**What the task asks:**
Update the data below by replacing every occurrence of "Reviewer note" with "Annotator note". Reproduce all other text unchanged.

_ _ _ _ _ _ _

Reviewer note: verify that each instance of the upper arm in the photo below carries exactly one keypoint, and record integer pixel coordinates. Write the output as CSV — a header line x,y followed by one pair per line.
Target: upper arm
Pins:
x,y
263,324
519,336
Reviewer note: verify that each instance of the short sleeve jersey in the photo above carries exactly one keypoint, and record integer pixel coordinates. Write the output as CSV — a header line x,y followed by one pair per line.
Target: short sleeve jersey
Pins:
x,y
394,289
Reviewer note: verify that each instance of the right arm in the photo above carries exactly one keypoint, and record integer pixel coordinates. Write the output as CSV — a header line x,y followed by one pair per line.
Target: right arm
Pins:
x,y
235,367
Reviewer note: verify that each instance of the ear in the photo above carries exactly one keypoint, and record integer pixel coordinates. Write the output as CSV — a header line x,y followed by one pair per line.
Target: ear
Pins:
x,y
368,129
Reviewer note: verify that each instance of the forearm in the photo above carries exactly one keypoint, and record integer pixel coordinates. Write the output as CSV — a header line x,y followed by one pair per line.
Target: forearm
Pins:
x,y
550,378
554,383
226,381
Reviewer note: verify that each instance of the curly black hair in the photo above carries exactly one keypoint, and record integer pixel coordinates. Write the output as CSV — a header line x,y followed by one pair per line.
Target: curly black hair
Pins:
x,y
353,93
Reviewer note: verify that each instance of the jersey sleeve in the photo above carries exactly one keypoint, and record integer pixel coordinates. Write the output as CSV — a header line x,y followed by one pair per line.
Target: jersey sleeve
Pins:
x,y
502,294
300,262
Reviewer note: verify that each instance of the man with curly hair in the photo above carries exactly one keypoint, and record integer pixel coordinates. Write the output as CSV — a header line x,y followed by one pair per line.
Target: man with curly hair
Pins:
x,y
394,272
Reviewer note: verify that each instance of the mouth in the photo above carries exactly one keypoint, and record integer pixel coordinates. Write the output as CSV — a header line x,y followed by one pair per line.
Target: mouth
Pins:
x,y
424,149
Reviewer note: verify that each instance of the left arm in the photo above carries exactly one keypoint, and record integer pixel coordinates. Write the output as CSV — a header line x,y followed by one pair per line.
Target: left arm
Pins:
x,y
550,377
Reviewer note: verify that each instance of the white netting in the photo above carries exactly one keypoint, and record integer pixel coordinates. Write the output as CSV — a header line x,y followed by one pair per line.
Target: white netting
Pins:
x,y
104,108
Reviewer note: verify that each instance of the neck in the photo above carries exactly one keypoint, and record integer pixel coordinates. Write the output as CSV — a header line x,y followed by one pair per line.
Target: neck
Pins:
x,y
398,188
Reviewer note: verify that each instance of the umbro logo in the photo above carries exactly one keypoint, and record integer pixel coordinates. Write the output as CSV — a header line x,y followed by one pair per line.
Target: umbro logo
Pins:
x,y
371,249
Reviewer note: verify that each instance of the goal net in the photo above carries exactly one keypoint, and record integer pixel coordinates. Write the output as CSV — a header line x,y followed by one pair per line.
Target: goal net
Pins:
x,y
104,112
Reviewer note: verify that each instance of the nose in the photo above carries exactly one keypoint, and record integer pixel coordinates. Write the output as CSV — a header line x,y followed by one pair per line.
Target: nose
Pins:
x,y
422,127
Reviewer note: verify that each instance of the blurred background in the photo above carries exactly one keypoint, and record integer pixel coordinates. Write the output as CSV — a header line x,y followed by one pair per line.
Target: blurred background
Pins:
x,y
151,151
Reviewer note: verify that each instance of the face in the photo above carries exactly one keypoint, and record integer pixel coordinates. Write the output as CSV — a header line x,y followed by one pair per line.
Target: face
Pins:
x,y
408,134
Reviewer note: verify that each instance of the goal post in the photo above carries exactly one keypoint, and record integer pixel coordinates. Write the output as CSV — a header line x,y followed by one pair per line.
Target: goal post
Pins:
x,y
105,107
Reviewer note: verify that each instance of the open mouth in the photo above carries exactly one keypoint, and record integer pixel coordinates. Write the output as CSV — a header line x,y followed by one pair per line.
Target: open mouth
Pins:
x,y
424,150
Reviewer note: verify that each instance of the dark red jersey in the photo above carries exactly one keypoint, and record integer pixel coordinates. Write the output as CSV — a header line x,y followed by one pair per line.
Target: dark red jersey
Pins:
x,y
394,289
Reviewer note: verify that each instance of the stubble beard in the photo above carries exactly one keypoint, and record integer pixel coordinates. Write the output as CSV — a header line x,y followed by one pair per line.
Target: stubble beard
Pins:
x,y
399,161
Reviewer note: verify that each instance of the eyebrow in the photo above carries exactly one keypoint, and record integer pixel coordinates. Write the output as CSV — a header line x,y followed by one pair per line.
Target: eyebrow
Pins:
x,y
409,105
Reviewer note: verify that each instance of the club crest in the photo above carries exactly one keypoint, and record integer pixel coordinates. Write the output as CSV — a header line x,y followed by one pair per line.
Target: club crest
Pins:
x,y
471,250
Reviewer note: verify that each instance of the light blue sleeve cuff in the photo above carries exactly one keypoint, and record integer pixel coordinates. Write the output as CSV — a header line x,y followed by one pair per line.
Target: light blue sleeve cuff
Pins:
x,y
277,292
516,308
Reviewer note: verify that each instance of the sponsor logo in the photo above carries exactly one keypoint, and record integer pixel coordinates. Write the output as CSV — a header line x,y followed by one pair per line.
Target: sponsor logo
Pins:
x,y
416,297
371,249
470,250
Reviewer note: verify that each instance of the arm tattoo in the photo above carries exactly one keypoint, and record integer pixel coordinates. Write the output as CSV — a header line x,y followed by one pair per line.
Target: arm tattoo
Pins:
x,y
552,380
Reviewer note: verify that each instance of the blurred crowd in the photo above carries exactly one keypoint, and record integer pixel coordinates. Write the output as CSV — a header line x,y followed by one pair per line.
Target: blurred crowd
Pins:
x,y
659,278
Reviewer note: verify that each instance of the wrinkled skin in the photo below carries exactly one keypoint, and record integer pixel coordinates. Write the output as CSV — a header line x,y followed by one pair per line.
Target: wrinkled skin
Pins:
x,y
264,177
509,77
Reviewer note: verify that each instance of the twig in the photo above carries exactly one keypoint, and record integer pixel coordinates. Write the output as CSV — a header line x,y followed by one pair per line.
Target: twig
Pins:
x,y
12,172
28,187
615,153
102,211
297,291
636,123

_ _ _ _ _ _ _

**Result for this exercise:**
Annotator note: verify that each instance of the upper arm in the photo below carries exactly one keypoint, and record integer pixel coordinates. Write the output as CSV — a header line x,y followed by one pair per line.
Target: upper arm
Pins:
x,y
263,324
519,336
Annotator note: verify that each instance of the short sleeve jersey in the photo above carries exactly one keypoint, and record integer pixel coordinates. Write the output as CSV — a header line x,y followed by one pair per line.
Target: short sleeve jersey
Pins:
x,y
394,289
Annotator note: verify that each instance of the right arm in the photo above carries exactly one keypoint, and record integer pixel coordinates. Write the output as CSV — a header line x,y followed by one pair per line.
Target: right arm
Pins:
x,y
235,367
Annotator note: verify that each instance of the ear in the photo above carries exactly one keypoint, and record integer pixel coordinates. Write the output as CSV — a header line x,y followed by one pair per line.
Target: ear
Pins:
x,y
368,129
Annotator note: verify that each instance of the forearm in the photo above carries exactly one keypoint, and record integer pixel coordinates. Write the output as CSV — a header line x,y followed by one pair per line.
Target: forearm
Pins:
x,y
550,378
554,383
226,381
Annotator note: verify that each instance of the curly black hair in the photo above carries exactly one keypoint, and record integer pixel coordinates. Write the output as CSV — a header line x,y followed by one pair per line.
Target: curly black hair
Pins:
x,y
353,93
Annotator note: verify that each instance of the jersey sleeve in the photo above carries exactly one keypoint, and record integer pixel coordinates. Write the output as CSV — a header line x,y followed by one pair per line.
Target: jersey sleeve
Pins:
x,y
502,294
300,262
Annotator note: verify that each instance of the man with curly hair in the photo above carries exactly one keypoint, and record integer pixel coordinates. Write the output as CSV — a header line x,y followed by one pair per line.
Target: man with curly hair
Pins:
x,y
394,272
Annotator note: verify that each instance of the mouth in the photo above carries exactly one keypoint, and record integer pixel coordinates. Write the output as CSV — a header line x,y followed by one pair per line.
Target: mouth
Pins:
x,y
424,149
Annotator note: verify that each instance of the left arm in the photo above carries exactly one keypoint, and record integer pixel coordinates. Write the output as CSV — a header line x,y followed by one pair per line.
Target: left arm
Pins:
x,y
550,377
Annotator note: verify that each instance of the white netting in the photo above carries exactly one keypoint, and record integer pixel coordinates. Write the output as CSV — a header line x,y followed by one pair per line.
Target: white netting
Pins:
x,y
104,108
Annotator note: verify that each instance of the neck in the photo above carries exactly one keypoint, and record integer pixel coordinates. Write the output as CSV — a header line x,y followed by one pair per line.
Target: neck
Pins:
x,y
398,188
Annotator note: verify that each instance of the umbro logo in the photo above carries exactly one keypoint, and record integer pixel coordinates. Write the output as CSV — a header line x,y followed by one pair per line.
Target: umbro logo
Pins:
x,y
371,249
Annotator note: verify that each instance of the goal net in the photo above carries exactly one keypoint, and record integer pixel coordinates. Write the output as CSV — a header line x,y followed by one pair per line.
Target: goal net
Pins:
x,y
104,112
Annotator note: verify that each instance of the nose in the photo above carries exactly one keypoint, and record integer pixel coordinates. Write the output as CSV — a header line x,y followed by one pair per line.
Target: nose
Pins:
x,y
422,127
Annotator note: verify that each instance of the blurred background in the photo above carries exactly one keypoint, and record integer pixel coordinates. Write the output as CSV — a header line x,y followed by one pair per line.
Target: blurred background
Pins:
x,y
151,151
Annotator note: verify that each instance of the face in the photo above carries exactly one keypoint, and record integer pixel coordinates. Write the output as CSV — a header line x,y followed by one pair per line.
Target: face
Pins:
x,y
408,134
Annotator note: verify that each instance of the goal post in the photo above carries exactly one keypoint, and record integer pixel coordinates. Write the output as CSV — a header line x,y followed by one pair per line.
Target: goal post
Pins:
x,y
105,107
Annotator note: verify that each instance of the open mouth in the photo above carries exactly one keypoint, and record integer pixel coordinates. Write the output as CSV — a header line x,y followed by one pair per line.
Target: open mouth
Pins:
x,y
424,150
Annotator note: verify that each instance of the dark red jersey in the photo above carries exactly one keypoint, and record integer pixel coordinates. Write the output as CSV — a header line x,y followed by one pair per line.
Target: dark red jersey
Pins:
x,y
394,289
Annotator note: verify that each instance of the stubble beard in the photo above carries exactly one keypoint, and record integer pixel coordinates. Write the output as CSV — a header line x,y followed by one pair per line.
Target: stubble beard
Pins:
x,y
399,161
Annotator note: verify that each instance of the eyebrow in the photo above carries exactly one keypoint, and record integer pixel coordinates. Write the output as CSV — a header line x,y followed by one pair per line.
Target: eyebrow
Pins:
x,y
409,105
Annotator note: verify that each instance of the club crest in the photo above carries exactly one keypoint, and record integer pixel coordinates. Write the output as CSV — a header line x,y followed by one pair per line.
Target: club crest
Pins:
x,y
471,250
Annotator note: verify that each instance of the light blue sleeve cuff in the photo above carries exactly one keypoint, and record integer pixel coordinates. Write the output as CSV — a header line x,y followed by one pair per line.
Target: light blue sleeve cuff
Pins:
x,y
277,292
516,308
Annotator note: verify that each instance of the sponsor logo in the photo above carries exactly one keypoint, and record integer pixel coordinates. Write the output as CSV — a header line x,y followed by one pair per line.
Target: sponsor logo
Pins:
x,y
416,297
371,249
470,250
Annotator note: verify that each instance of the arm tattoo in the photo above carries exactly one keypoint, and record integer pixel coordinates. Write the output as CSV — a header line x,y followed by one pair per line.
Target: arm tattoo
Pins:
x,y
552,380
Annotator note: verify that each instance of the blurred crowd in the photo above carries exactly one keypoint, and record integer pixel coordinates. Write the output as CSV — a header line x,y followed by one pair per line.
Target: blurred crowd
Pins:
x,y
659,278
Annotator note: verify that each instance of the wrinkled skin in the photo below carries exactly one keypoint, and record integer pixel coordinates. Write the output as CSV — a header line x,y followed by one pair per line.
Target: wrinkled skin
Pins:
x,y
264,177
509,77
Annotator note: verify that each instance of the twig in the photo above carries exactly one keypoint, and record integer pixel coordinates. Write the output as CSV — a header line x,y followed by one pair per line.
Target: twig
Pins:
x,y
12,172
28,187
615,153
102,211
297,291
636,123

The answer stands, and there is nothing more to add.